**DATA**.
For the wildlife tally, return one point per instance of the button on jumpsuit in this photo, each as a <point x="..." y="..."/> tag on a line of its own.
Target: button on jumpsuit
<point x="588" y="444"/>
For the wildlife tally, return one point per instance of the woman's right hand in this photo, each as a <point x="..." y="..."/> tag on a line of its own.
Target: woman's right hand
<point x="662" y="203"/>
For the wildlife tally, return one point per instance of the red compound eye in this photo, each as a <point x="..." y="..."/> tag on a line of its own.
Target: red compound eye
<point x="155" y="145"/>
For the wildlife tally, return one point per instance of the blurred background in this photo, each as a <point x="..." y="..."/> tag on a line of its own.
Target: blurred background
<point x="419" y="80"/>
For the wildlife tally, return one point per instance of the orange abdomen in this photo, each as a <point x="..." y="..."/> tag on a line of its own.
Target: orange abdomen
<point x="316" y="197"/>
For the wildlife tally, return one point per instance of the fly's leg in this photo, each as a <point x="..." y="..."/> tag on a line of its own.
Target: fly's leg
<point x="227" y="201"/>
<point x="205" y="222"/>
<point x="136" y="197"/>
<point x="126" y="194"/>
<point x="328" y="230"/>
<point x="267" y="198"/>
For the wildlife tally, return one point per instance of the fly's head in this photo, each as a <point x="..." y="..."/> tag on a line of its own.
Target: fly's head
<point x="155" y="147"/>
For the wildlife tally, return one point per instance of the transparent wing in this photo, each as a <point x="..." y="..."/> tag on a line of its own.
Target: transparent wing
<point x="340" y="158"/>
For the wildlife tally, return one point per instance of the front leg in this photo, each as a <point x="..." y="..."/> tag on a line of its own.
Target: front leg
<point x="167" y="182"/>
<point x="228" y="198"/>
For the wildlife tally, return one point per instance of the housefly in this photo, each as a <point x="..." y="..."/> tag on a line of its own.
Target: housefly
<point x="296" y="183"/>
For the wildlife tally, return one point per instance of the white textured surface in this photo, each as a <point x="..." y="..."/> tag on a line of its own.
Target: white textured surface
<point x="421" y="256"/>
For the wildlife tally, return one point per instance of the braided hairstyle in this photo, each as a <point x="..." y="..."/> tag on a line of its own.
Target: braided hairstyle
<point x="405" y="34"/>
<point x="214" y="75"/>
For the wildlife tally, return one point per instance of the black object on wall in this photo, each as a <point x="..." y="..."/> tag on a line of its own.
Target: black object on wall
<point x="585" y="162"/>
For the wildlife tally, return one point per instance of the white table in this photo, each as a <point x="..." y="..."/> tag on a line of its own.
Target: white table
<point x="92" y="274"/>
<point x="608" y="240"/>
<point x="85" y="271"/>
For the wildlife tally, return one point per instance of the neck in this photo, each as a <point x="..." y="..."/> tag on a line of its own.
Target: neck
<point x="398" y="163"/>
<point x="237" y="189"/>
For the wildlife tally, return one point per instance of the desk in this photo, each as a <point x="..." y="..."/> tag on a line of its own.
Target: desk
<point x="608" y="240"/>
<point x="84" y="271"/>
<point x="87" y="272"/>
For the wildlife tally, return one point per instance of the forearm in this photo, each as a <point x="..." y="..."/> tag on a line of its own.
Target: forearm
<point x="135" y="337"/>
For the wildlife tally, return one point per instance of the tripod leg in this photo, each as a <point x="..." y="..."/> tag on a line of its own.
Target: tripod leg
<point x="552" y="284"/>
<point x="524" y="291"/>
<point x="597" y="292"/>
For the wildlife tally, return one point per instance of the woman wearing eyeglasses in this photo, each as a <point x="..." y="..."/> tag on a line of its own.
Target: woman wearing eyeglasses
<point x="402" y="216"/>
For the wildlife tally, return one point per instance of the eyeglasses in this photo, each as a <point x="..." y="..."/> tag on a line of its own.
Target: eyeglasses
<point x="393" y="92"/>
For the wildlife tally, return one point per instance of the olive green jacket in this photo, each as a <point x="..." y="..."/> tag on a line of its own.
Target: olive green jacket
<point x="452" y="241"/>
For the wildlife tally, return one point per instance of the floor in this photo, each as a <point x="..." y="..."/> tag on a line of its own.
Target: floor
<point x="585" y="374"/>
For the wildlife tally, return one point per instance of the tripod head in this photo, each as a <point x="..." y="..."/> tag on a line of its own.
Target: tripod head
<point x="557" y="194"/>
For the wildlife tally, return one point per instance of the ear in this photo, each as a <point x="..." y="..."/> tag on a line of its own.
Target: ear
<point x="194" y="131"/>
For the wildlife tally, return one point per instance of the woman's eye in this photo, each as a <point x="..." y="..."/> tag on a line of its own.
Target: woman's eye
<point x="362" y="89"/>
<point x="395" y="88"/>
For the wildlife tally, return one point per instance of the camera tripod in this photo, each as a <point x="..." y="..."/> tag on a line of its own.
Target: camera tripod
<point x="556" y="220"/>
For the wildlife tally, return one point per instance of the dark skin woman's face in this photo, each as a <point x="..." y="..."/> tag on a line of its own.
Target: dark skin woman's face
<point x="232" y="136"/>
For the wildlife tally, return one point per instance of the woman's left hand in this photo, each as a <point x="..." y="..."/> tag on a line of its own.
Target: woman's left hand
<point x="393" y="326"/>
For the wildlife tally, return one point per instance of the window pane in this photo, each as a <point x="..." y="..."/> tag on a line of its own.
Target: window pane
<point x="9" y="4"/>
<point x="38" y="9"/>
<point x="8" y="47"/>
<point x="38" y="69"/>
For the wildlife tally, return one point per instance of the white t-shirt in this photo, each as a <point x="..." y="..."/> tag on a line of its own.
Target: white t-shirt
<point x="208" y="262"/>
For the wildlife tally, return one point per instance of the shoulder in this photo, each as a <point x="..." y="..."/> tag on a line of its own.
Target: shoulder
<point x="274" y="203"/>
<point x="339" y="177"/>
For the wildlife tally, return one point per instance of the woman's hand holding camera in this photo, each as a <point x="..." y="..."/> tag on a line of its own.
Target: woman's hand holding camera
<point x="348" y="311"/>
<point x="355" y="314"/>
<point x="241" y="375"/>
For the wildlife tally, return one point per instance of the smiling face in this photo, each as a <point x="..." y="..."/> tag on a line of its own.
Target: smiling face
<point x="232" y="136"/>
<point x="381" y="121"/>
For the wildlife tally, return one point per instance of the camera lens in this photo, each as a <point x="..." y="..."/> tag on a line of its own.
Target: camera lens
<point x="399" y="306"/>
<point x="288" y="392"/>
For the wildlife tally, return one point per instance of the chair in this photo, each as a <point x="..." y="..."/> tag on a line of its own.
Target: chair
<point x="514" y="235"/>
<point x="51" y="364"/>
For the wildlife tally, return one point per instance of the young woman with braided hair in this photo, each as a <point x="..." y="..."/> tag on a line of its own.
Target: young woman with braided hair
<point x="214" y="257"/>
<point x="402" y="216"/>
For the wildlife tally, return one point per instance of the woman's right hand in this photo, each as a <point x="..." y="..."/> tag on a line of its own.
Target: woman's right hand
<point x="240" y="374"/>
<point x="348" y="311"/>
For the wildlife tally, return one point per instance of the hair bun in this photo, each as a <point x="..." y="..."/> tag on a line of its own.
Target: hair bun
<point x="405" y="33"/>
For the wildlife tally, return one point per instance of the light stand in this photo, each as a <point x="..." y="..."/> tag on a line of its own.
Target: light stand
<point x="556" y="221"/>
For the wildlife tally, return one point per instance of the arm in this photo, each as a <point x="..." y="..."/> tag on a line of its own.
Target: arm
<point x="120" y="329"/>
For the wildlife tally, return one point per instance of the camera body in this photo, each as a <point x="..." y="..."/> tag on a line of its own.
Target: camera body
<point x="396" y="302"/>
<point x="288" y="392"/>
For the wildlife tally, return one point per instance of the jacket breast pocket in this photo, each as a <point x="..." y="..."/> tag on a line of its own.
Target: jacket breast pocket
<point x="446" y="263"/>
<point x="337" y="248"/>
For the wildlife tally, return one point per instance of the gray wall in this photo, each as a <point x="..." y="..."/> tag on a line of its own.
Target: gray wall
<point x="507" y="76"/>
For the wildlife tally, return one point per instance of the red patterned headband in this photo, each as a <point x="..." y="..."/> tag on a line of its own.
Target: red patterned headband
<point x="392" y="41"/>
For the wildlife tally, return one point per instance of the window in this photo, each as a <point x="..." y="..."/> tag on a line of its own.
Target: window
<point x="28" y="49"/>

**TASK DESCRIPTION**.
Print again, line for line, everything in the records from the line containing "of the gray" down to the end of the records.

**PROBLEM SOLUTION**.
For the wildlife tally, return one point per instance of the gray wall in this photo, each as a <point x="..." y="..."/> tag on a line of its own.
Target: gray wall
<point x="507" y="76"/>
For the wildlife tally, return one point per instance of the red patterned headband in this photo, each as a <point x="..." y="..."/> tag on a line of its own.
Target: red patterned headband
<point x="392" y="41"/>
For the wildlife tally, return one point per instance of the window in this photo, each as a <point x="..." y="..."/> tag on a line of its own.
Target: window
<point x="28" y="49"/>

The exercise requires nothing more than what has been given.